[INPUT DATA]
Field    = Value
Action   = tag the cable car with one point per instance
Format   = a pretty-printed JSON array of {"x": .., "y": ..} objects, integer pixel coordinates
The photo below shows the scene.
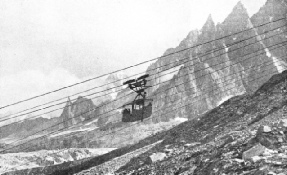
[{"x": 137, "y": 109}]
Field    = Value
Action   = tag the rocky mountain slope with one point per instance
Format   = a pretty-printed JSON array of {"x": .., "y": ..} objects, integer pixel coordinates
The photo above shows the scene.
[
  {"x": 18, "y": 161},
  {"x": 189, "y": 83},
  {"x": 244, "y": 135}
]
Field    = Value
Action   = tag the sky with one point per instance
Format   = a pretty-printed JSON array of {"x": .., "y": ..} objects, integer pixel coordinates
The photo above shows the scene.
[{"x": 48, "y": 44}]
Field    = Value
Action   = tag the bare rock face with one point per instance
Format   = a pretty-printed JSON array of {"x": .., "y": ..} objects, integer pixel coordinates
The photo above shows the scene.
[
  {"x": 209, "y": 74},
  {"x": 77, "y": 112},
  {"x": 254, "y": 151}
]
[/INPUT DATA]
--- ABOUT THIS EXERCISE ---
Your reply should be the full data above, copied exactly, with no pictures in it.

--- YOUR SOLUTION ---
Field    = Value
Action   = tag the cable car with one point per instance
Format   = a pretty-printed JSON array of {"x": .., "y": ..} objects, integer pixel coordinates
The photo below shows the scene.
[{"x": 137, "y": 109}]
Field    = Value
Action   = tag the rocky mountain slope with one point per instance
Format   = a pretty-printed JSON array of {"x": .., "y": ..} objects, integer pixel coordinates
The photo above shows the scene.
[
  {"x": 18, "y": 161},
  {"x": 189, "y": 83},
  {"x": 244, "y": 135}
]
Field    = Value
Action   = tag the sky with one point per instance
Format   = a pretty-printed JSON array of {"x": .., "y": ..} objects, integer pixel coordinates
The photo above shows the scene.
[{"x": 48, "y": 44}]
Field    = Value
Action   = tag the bare rock face with one point per instance
Format   = a pretty-printed JSON array of {"x": .., "y": ..} objects, integer pixel coordinates
The photo above shows the scene.
[
  {"x": 209, "y": 74},
  {"x": 77, "y": 112},
  {"x": 254, "y": 151}
]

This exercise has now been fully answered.